====== Dataset excerpts ======

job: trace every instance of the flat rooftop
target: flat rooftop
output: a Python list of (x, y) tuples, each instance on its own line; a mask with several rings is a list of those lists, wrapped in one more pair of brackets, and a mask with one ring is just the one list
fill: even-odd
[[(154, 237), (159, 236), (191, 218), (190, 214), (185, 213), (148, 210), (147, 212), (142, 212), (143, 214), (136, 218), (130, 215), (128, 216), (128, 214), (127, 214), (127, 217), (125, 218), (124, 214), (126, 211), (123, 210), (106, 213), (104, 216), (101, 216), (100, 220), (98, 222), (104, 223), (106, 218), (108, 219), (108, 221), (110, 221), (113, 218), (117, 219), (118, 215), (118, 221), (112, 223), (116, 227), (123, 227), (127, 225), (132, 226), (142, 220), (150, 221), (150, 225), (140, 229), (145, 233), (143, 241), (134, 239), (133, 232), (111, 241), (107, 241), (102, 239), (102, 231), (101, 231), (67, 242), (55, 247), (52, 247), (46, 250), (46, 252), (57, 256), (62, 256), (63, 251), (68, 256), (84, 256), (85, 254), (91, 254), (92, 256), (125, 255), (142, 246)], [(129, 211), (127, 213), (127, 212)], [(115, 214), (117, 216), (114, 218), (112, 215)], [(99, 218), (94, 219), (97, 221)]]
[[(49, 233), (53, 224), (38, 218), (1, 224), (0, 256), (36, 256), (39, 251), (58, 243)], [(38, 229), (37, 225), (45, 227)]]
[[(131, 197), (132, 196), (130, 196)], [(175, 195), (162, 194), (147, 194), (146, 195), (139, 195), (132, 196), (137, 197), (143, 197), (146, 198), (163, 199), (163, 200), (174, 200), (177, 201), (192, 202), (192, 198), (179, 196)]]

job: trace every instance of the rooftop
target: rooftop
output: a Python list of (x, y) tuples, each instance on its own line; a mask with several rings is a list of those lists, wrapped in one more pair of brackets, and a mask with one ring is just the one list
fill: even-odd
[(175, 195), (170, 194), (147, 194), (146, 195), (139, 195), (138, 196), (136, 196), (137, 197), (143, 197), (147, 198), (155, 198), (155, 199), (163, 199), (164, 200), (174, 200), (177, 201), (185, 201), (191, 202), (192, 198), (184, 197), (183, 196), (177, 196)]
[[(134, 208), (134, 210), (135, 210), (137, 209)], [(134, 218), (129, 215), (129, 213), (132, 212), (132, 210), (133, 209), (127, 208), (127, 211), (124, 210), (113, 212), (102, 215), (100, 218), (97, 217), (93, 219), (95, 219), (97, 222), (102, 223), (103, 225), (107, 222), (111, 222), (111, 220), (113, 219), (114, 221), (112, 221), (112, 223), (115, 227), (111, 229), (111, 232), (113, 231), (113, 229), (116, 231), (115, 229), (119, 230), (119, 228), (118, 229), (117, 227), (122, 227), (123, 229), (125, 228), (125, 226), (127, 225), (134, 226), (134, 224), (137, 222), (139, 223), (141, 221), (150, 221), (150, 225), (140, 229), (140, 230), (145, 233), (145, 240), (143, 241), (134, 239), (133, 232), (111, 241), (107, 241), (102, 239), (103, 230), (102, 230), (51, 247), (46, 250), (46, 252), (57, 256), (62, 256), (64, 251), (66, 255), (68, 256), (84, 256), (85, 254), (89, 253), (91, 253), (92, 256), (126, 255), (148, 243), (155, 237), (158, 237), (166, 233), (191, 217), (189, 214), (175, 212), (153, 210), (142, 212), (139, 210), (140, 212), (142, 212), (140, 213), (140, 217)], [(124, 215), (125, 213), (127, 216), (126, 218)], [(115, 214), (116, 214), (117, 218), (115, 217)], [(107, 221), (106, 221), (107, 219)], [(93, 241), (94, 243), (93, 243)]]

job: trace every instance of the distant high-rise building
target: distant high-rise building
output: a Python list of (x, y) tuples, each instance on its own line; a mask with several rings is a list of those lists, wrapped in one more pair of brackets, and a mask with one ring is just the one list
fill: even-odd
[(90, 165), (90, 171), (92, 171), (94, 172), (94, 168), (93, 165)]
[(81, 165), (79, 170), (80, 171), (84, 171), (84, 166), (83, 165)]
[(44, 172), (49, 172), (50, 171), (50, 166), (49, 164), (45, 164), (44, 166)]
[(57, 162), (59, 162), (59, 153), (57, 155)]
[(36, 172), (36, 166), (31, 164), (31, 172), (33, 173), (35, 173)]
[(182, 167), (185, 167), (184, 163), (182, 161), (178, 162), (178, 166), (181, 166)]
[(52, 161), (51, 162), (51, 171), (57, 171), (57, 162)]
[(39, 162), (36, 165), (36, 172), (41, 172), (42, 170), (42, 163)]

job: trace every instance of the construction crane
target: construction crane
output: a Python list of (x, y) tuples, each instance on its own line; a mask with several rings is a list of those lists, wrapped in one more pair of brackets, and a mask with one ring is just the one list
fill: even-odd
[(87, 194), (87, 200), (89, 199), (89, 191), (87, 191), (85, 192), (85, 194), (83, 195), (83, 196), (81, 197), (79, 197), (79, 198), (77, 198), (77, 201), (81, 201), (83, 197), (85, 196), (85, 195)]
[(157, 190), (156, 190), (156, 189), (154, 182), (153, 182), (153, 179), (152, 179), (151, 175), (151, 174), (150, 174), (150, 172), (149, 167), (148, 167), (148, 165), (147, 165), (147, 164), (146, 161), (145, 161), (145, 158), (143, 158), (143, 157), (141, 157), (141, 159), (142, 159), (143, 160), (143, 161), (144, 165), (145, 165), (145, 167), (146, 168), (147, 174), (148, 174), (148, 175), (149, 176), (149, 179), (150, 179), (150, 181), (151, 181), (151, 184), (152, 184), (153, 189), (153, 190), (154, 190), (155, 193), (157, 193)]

======

Given problem - Reproduce all of the rows above, switching every occurrence of "even-odd" to "nonzero" and leaving everything else unchanged.

Reply -
job: trace every instance of the flat rooftop
target: flat rooftop
output: a Python list of (x, y) tuples, each instance on its own line; a mask with several rings is a list of those lists, wrapped in one more pair of brackets, and a mask with one ring is just the one list
fill: nonzero
[[(154, 237), (159, 236), (191, 218), (190, 214), (185, 213), (148, 210), (147, 212), (142, 212), (143, 214), (136, 218), (130, 215), (128, 216), (128, 214), (127, 214), (127, 217), (125, 218), (124, 214), (126, 211), (123, 210), (106, 213), (104, 216), (101, 216), (100, 220), (98, 222), (104, 223), (106, 218), (108, 219), (108, 221), (110, 221), (113, 218), (117, 219), (118, 215), (118, 221), (112, 223), (116, 227), (123, 227), (127, 225), (132, 226), (142, 220), (150, 221), (150, 225), (140, 229), (145, 233), (143, 241), (134, 239), (133, 232), (111, 241), (107, 241), (102, 239), (102, 231), (101, 231), (67, 242), (55, 247), (52, 247), (46, 250), (46, 252), (57, 256), (62, 256), (63, 251), (68, 256), (84, 256), (85, 254), (91, 254), (92, 256), (125, 255), (142, 246)], [(129, 211), (127, 213), (127, 212)], [(115, 214), (117, 216), (114, 218), (112, 215)], [(99, 218), (94, 219), (97, 221)]]
[[(49, 233), (53, 224), (38, 218), (1, 224), (0, 256), (36, 256), (39, 251), (58, 243)], [(38, 229), (37, 225), (45, 227)]]
[[(131, 197), (132, 196), (130, 196)], [(175, 195), (162, 194), (147, 194), (146, 195), (139, 195), (132, 196), (137, 197), (143, 197), (146, 198), (163, 199), (163, 200), (174, 200), (177, 201), (192, 202), (192, 198), (179, 196)]]

job: trace every instance of the rooftop
target: rooftop
output: a Python list of (x, y) tuples, each instance on its own line; a mask with several rings is a list of those lists, wrapped in one more pair of brackets, and a mask with one ring is just the one list
fill: nonzero
[(175, 195), (170, 194), (147, 194), (146, 195), (139, 195), (138, 196), (136, 196), (137, 197), (143, 197), (147, 198), (155, 198), (155, 199), (163, 199), (164, 200), (174, 200), (177, 201), (185, 201), (191, 202), (192, 198), (184, 197), (183, 196), (177, 196)]
[[(134, 208), (134, 210), (135, 210), (137, 209)], [(134, 218), (129, 215), (129, 213), (132, 212), (132, 210), (133, 209), (127, 208), (127, 211), (124, 210), (113, 212), (102, 215), (100, 218), (97, 217), (93, 219), (95, 219), (97, 222), (102, 223), (103, 225), (107, 222), (111, 222), (111, 220), (113, 219), (114, 221), (112, 221), (112, 223), (115, 227), (111, 229), (111, 232), (113, 231), (113, 229), (116, 231), (115, 229), (119, 230), (119, 228), (118, 229), (117, 227), (122, 227), (123, 229), (125, 228), (125, 226), (127, 225), (134, 226), (134, 224), (137, 222), (139, 223), (141, 221), (150, 221), (150, 225), (140, 229), (140, 230), (145, 233), (145, 240), (143, 241), (134, 239), (133, 232), (111, 241), (107, 241), (102, 239), (103, 230), (102, 230), (51, 247), (46, 250), (46, 252), (57, 256), (62, 256), (64, 251), (66, 255), (68, 256), (84, 256), (85, 254), (89, 253), (91, 253), (92, 256), (126, 255), (148, 243), (155, 237), (158, 237), (166, 233), (191, 217), (189, 214), (175, 212), (153, 210), (142, 212), (139, 210), (140, 212), (142, 212), (140, 213), (140, 217)], [(124, 215), (125, 213), (127, 216), (126, 218)], [(115, 214), (116, 214), (117, 218), (115, 217)], [(107, 221), (106, 221), (107, 219)], [(93, 241), (94, 243), (93, 243)]]

job: trace every instance of the distant high-rise building
target: distant high-rise building
output: a Python list of (x, y) tuples, each instance on its own line; a mask with several rings is a list of those lists, wrapped in one more pair of brackets, and a mask with one ring is just the one list
fill: nonzero
[(90, 165), (90, 171), (92, 171), (94, 172), (94, 168), (93, 165)]
[(81, 165), (79, 170), (80, 171), (84, 171), (84, 166), (83, 165)]
[(44, 172), (49, 172), (50, 171), (50, 166), (49, 164), (45, 164), (44, 166)]
[(57, 162), (59, 162), (59, 153), (57, 155)]
[(36, 172), (36, 166), (31, 164), (31, 172), (33, 173), (35, 173)]
[(182, 167), (185, 167), (184, 163), (182, 161), (178, 162), (178, 166), (181, 166)]
[(52, 161), (51, 162), (51, 171), (57, 171), (57, 162)]
[(39, 162), (36, 165), (36, 172), (41, 172), (42, 170), (42, 163)]

job: trace every instance of the construction crane
target: construction crane
output: a Python list of (x, y) tuples, each instance on its own line; a mask with several rings is a list of those lists, wrapped in one more pair of brackets, and a mask with one ring is just the one list
fill: nonzero
[(87, 194), (87, 200), (89, 199), (89, 191), (87, 191), (85, 192), (85, 194), (83, 195), (83, 196), (81, 197), (79, 197), (79, 198), (77, 198), (77, 201), (81, 201), (83, 197), (85, 196), (85, 195)]
[(157, 190), (156, 190), (156, 189), (154, 182), (153, 182), (153, 179), (152, 179), (151, 175), (151, 174), (150, 174), (150, 172), (149, 167), (148, 167), (148, 165), (147, 165), (147, 164), (146, 161), (145, 161), (145, 158), (143, 158), (143, 157), (141, 157), (141, 159), (142, 159), (143, 160), (143, 161), (144, 165), (145, 165), (145, 167), (146, 168), (147, 174), (148, 174), (148, 175), (149, 176), (149, 179), (150, 179), (150, 181), (151, 181), (151, 184), (152, 184), (153, 189), (153, 190), (154, 190), (155, 193), (157, 193)]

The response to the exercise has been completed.